**Text provided:**
=-=-=-=-=

# Mites in my springtail and isopod cultures



## sunnysideup (Nov 15, 2018)

My isopod cultures (which contain springtails) have mites! At least I think they’re mites. They’re these tiny, white, round dots about the size of a period/fleck of glitter and move slowly. At first, I thought they might be baby springtails, but they move much more slowly than springtails and are round, not oval like springs. I think they came in with my avocado that I fed them last week. 

Since they’re not red, I don’t think they’re predatory mites. Will they take over my cultures and kill off my isos, or can they live in harmony with the isos and springtails? 

For my larger isos (giant orange, powder blue), I’ll try to sort them out and start a new, mite-free culture. Unfortunately, my powder blue cultures have tiny baby isos so I’m not sure what to do about them. Can I use the mite-infested substrate to “seed” my viv? Are they harmful to frogs or plants? Will my frogs eat the mites? They move so slowly that I’m not sure the frogs will eat them. 

For my smaller isos (dwarf purple and dwarf whites), I’m. Im not sure what to do... if they’re safe to feed to frogs then I can use the mite-infested substrate in my viv. But they’re really slow, so not sure my frogs will bite. What experiences have people had with mites in their iso cultures? Appreciate any advice you can provide!


----------



## kimcmich (Jan 17, 2016)

Greetings,

The same predator-free, resource-rich environment you've created with isopods and springtails in-mind is also perfectly suited to mites. Merely having mites is not a problem. Unless you are seeing plague-like population growth or a sudden lack of baby isopods, the mites are harmless.

Think of them as your clean-up crew's clean-up crew.


----------



## sunnysideup (Nov 15, 2018)

kimcmich said:


> Greetings,
> 
> The same predator-free, resource-rich environment you've created with isopods and springtails in-mind is also perfectly suited to mites. Merely having mites is not a problem. Unless you are seeing plague-like population growth or a sudden lack of baby isopods, the mites are harmless.
> 
> Think of them as your clean-up crew's clean-up crew.


Oh nice! I thought (non-predatory) mites would kill off my isopods (crash), likely due to large populations. I read on another thread that if there are lots of springtails, then they will keep mite populations at bay which is why I added springtails to my iso cultures. Unfortunately, it looks like the mites boomed before my springtails could get going. 

If the mites aren’t a problem, then why do people think they’re bad? Or are they not bad? If I am seeing baby isos, then there’s nothing to worry about I guess. I just thought people didn’t like having mites in their iso cultures. 

Have you ever seen your frogs eat the mites? They’re so slow... I’m wondering if they’d even be tempted.


----------



## DPfarr (Nov 24, 2017)

The mites are a bummer for me because if they exist there, they’re in my fruit flies.


----------



## kimcmich (Jan 17, 2016)

@sunnysideup

Mites can be a problem through direct competition for food - so a population boom of mites in your culture can deplete the shared food supply.

=-=-=-=-=

**Task to complete:**
Please copy the mite thread from "# Mites in my" to "isos and springtails?", renaming "avocado" to "banana" throughout. The items after this point are separate material, unrelated to the mite thread.

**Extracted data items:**

=-=-=-=-=

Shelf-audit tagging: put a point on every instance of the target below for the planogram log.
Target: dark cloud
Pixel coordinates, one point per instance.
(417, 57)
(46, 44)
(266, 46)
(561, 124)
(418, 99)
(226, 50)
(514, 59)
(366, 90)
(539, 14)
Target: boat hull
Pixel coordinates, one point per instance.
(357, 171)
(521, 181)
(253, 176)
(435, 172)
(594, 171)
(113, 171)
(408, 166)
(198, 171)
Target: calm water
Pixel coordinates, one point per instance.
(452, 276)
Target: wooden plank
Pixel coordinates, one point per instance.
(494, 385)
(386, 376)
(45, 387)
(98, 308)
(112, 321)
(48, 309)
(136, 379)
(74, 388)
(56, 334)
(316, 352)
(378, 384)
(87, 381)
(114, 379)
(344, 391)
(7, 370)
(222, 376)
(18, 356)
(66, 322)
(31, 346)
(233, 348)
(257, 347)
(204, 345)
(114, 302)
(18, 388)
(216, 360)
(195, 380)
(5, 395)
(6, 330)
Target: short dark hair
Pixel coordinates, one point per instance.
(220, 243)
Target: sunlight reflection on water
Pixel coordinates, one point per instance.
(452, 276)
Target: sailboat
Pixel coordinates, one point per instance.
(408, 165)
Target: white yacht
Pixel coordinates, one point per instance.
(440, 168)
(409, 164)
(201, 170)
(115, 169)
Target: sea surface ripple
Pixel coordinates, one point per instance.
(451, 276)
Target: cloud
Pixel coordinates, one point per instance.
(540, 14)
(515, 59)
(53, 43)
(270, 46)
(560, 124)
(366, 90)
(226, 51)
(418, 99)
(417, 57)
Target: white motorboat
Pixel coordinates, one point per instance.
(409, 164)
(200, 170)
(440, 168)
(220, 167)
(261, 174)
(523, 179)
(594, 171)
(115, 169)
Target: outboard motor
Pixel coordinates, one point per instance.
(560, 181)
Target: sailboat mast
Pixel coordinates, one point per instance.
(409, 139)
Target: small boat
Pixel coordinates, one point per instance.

=-=-=-=-=

**Written response:**
# Mites in my springtail and isopod cultures



## sunnysideup (Nov 15, 2018)

My isopod cultures (which contain springtails) have mites! At least I think they’re mites. They’re these tiny, white, round dots about the size of a period/fleck of glitter and move slowly. At first, I thought they might be baby springtails, but they move much more slowly than springtails and are round, not oval like springs. I think they came in with my banana that I fed them last week. 

Since they’re not red, I don’t think they’re predatory mites. Will they take over my cultures and kill off my isos, or can they live in harmony with the isos and springtails?